=== TASK DESCRIPTION ===
Put each line of the listing below into a numbered list, leaving out blank lines and the pictures.
--- start of RECORDS ---
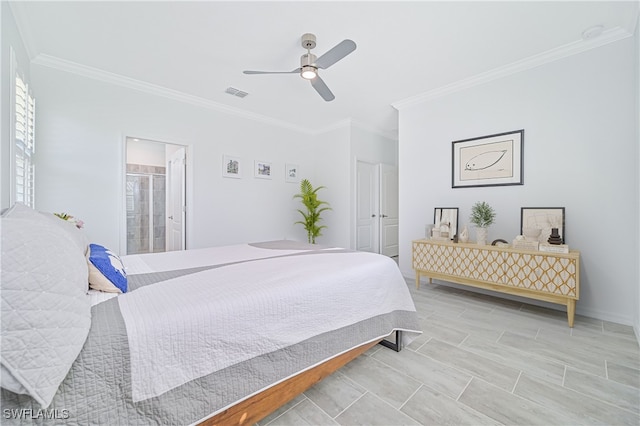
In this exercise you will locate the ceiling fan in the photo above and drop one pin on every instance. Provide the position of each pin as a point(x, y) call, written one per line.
point(309, 64)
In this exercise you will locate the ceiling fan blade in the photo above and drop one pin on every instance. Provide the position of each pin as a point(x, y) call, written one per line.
point(322, 89)
point(338, 52)
point(272, 72)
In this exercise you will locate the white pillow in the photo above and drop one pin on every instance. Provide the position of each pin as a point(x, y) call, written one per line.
point(45, 313)
point(77, 235)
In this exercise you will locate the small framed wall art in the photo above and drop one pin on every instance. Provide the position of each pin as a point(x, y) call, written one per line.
point(493, 160)
point(292, 172)
point(231, 166)
point(262, 170)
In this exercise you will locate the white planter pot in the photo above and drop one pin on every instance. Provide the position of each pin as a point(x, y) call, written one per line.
point(481, 236)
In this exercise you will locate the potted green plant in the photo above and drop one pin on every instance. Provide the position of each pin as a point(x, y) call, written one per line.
point(482, 216)
point(313, 208)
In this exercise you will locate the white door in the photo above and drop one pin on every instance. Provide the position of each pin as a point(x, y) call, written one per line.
point(377, 208)
point(388, 210)
point(367, 207)
point(176, 177)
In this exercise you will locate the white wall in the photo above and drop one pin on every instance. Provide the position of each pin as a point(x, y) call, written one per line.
point(580, 152)
point(637, 169)
point(81, 127)
point(150, 153)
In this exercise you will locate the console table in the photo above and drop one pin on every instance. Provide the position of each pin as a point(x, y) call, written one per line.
point(551, 277)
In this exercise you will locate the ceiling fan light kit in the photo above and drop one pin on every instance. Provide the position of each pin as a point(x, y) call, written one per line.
point(306, 65)
point(309, 63)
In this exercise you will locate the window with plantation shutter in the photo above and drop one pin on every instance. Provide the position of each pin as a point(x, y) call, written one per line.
point(24, 143)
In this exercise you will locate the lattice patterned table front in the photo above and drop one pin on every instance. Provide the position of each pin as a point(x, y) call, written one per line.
point(552, 277)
--- end of RECORDS ---
=== RESPONSE BELOW ===
1. In this exercise you will locate the ceiling fan in the photo above and drop one pin on every instance. Provide the position of each pin as a point(x, y) call, written one per line.
2. point(309, 64)
3. In this exercise you will locate the ceiling fan blade in the photo above and drop one pin on every instance. Provide the position of each pin as a point(x, y) call, written one per line.
4. point(322, 89)
5. point(338, 52)
6. point(272, 72)
7. In this exercise you will locate the white pillow in the photo above and drop one pin on every instance. Provide the position of each pin as a point(x, y) call, written one per line.
8. point(45, 313)
9. point(77, 235)
10. In this exercise you will locate the small framed wall art in the photo above and drop one pin on every instance. Provide the position of each pin as a point(x, y) call, written one per line.
11. point(493, 160)
12. point(292, 172)
13. point(231, 166)
14. point(262, 170)
15. In this exercise you will locate the white planter pot in the photo above and drop one pin on every instance. Provide the position of each pin as a point(x, y) call, written one per line.
16. point(481, 236)
17. In this exercise you will locate the potted green plant in the photo above and drop one pin on every instance. Provide the position of each pin as a point(x, y) call, written one per line.
18. point(482, 216)
19. point(313, 208)
20. In this exercise you will locate the white door in the photo above and drop one pin on every instance. Provide the position of each pin as a point(x, y) call, written one per line.
21. point(377, 208)
22. point(388, 210)
23. point(367, 207)
24. point(176, 177)
25. In this exercise you will locate the white wall in the photo above and drop one pin on every instance. Provide the position of each pin as a point(x, y) call, written one per line.
26. point(580, 152)
27. point(637, 169)
28. point(81, 127)
29. point(150, 153)
30. In this exercise you will locate the console table in the photo above and drop one pin on every instance. Provide the position of each pin as a point(x, y) call, written one per line.
31. point(551, 277)
32. In this exercise you will locate the ceiling fan light kit in the photo above and drop one pin on every instance. Provide the position of each pin as a point(x, y) call, written one per line.
33. point(306, 65)
34. point(309, 63)
35. In this exercise you will locate the window with plantation shutter in the photo above and drop one pin on every instance. Provide the position of each pin as a point(x, y) call, written one per line.
36. point(24, 143)
37. In this exercise you will locate the lattice patterned table front in the photo above and drop one pin on every instance. Provide the position of each pin as a point(x, y) call, written one per line.
38. point(552, 277)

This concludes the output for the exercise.